(Permintaan Tertulis 1):
Jawab berdasarkan teks tentang penaklukan Persia:
(a) Di kota mana Abu Bakr duduk di majelisnya?
(b) Berapa kira-kira jumlah prajurit pasukan Muslimin?
(c) Apa nama pertempuran pertama yang disebut?

(Teks Ekstraksi):
* * * * * * * * *

PENAKLUKAN PERSIA OLEH KAUM MUSLIMIN
Awal Misi ke Irak / Persia kuno (12 H / 633 M)
Setelah Perang Riddah usai, Khalifah Abu Bakr ash-Shiddīq ra duduk di majelisnya di Madinah. Udara gurun sore itu panas dan kering. Para sahabat senior hadir. Abu Bakr berkata dengan suara mantap:
> “Wahai kaum muslimin, kita telah menaklukkan kemurtadan di Jazirah. Kini saatnya menyebarkan cahaya Islam ke luar tanah Arab. Ke arah timur berdiri kerajaan Persia, penuh kezaliman. Siapa yang akan membawa panji Allah ke negeri itu?”
Semua mata tertuju kepada satu orang: Khalid bin al-Walid ra, sang jenderal tak terkalahkan.
Abu Bakr menatapnya dalam-dalam.
> “Engkau adalah Pedang Allah. Pergilah, wahai Khalid, mulailah dari Irak. Jangan berhenti sampai Allah memberikan kemenangan.”
Khalid berdiri, mencium tangan khalifah, lalu berkata:
> “Demi Allah, aku akan membawa pasukan ini hingga mereka tunduk pada kalimat Lā ilāha illallāh, atau aku mati di jalan itu.”
Jumlah Pasukan & Lawan
Pasukan Muslimin: sekitar 18.000 prajurit (terdiri dari kabilah-kabilah Arab yang setia setelah Perang Riddah).
Pasukan Persia Sassanid: berkali lipat lebih besar, puluhan ribu, ditambah sekutu Arab Kristen dari suku-suku di Irak (seperti Bani Taghlib dan Lakhmid).
---
Pertempuran Pertama – Dzat as-Salasil (12 H / 633 M)

* * * * * * * * *

(Daftar Tugas):
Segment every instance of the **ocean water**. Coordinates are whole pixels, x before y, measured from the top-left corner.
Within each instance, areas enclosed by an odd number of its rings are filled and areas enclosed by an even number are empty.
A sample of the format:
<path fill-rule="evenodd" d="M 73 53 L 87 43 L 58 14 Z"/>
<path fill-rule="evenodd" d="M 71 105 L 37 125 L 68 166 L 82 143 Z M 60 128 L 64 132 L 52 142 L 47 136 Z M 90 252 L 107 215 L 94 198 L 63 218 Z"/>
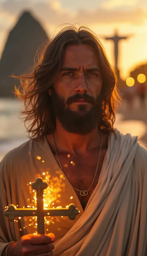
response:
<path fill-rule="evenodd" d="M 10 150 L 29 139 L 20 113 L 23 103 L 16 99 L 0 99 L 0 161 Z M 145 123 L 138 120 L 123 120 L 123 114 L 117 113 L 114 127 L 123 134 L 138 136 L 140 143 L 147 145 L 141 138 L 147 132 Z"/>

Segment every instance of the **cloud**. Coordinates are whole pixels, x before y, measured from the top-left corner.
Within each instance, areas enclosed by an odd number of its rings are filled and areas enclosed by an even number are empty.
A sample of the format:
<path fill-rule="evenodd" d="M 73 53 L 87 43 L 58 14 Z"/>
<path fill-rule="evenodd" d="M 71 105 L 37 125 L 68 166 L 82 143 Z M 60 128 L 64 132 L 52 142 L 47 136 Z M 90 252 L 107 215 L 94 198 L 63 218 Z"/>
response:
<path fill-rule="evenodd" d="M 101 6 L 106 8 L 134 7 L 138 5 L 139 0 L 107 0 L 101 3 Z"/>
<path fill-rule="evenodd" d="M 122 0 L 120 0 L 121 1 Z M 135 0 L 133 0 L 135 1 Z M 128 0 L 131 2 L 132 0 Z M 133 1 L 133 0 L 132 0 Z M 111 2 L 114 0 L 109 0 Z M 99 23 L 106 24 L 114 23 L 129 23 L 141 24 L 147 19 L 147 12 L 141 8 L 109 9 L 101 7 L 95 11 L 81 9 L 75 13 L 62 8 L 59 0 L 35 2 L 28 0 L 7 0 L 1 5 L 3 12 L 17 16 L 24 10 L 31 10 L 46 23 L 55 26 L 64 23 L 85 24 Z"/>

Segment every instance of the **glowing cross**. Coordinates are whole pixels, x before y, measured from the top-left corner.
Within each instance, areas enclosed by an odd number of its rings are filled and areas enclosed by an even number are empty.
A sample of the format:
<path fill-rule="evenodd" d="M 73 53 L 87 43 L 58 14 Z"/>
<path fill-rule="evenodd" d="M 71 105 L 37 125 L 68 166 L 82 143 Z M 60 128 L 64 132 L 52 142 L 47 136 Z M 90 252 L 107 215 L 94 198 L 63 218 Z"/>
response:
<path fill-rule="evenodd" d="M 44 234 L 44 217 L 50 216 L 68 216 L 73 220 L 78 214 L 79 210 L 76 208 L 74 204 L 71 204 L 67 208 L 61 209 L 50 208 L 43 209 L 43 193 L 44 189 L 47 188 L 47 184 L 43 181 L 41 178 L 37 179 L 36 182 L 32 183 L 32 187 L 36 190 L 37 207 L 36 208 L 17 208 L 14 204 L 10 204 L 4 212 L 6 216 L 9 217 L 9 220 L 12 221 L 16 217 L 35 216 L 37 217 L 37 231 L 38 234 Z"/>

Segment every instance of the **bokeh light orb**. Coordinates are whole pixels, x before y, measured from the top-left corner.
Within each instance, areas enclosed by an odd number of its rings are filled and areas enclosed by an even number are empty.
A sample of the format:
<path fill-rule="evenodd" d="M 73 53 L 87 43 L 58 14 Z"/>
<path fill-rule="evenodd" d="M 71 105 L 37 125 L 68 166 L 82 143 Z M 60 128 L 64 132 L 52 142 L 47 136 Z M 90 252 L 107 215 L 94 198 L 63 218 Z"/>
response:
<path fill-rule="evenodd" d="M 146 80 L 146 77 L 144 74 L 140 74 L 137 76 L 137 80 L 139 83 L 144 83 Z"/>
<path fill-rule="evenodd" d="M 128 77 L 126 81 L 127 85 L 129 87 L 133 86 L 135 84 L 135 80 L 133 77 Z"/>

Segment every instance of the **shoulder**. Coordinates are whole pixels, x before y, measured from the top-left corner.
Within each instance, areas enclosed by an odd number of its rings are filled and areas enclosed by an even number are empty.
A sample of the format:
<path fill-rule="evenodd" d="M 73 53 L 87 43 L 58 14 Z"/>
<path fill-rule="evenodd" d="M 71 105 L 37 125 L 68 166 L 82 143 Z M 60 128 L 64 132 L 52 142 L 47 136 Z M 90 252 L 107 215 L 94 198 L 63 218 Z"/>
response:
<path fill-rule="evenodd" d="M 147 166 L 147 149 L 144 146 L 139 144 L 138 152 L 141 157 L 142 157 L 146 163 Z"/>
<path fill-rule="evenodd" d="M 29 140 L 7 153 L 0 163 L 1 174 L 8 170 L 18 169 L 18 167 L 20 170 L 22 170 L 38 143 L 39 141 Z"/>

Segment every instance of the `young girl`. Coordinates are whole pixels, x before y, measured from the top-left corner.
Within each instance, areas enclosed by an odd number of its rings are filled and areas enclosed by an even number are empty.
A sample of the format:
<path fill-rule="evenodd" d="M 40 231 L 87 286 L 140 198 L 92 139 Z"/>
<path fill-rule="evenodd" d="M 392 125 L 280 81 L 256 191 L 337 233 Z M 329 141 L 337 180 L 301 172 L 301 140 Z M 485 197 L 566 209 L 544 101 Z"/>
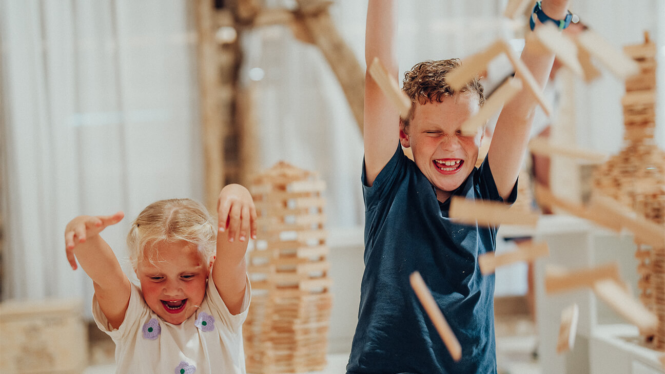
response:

* * * * * * * * *

(Permintaan Tertulis 2): Tolong masukkan baris-baris dalam daftar ke dalam urutan bernomor tanpa baris kosong, mulai dari baris yang memuat "Segment every instance of the **shoulder**." sampai baris yang memuat "147 166 L 147", kedua baris itu ikut dihitung.

(Jawaban Benar 1):
(a) Madinah
(b) Sekitar 18.000 prajurit
(c) Dzat as-Salasil

(Jawaban Benar 2):
1. Segment every instance of the **shoulder**. Coordinates are whole pixels, x before y, measured from the top-left corner.
2. Within each instance, areas enclosed by an odd number of its rings are filled and areas enclosed by an even number are empty.
3. A sample of the format:
4. <path fill-rule="evenodd" d="M 73 53 L 87 43 L 58 14 Z"/>
5. <path fill-rule="evenodd" d="M 71 105 L 37 125 L 68 166 L 82 143 Z M 60 128 L 64 132 L 52 142 L 47 136 Z M 90 252 L 107 215 L 94 198 L 63 218 Z"/>
6. response:
7. <path fill-rule="evenodd" d="M 147 166 L 147 149 L 144 146 L 139 144 L 138 152 L 141 157 L 142 157 L 146 163 Z"/>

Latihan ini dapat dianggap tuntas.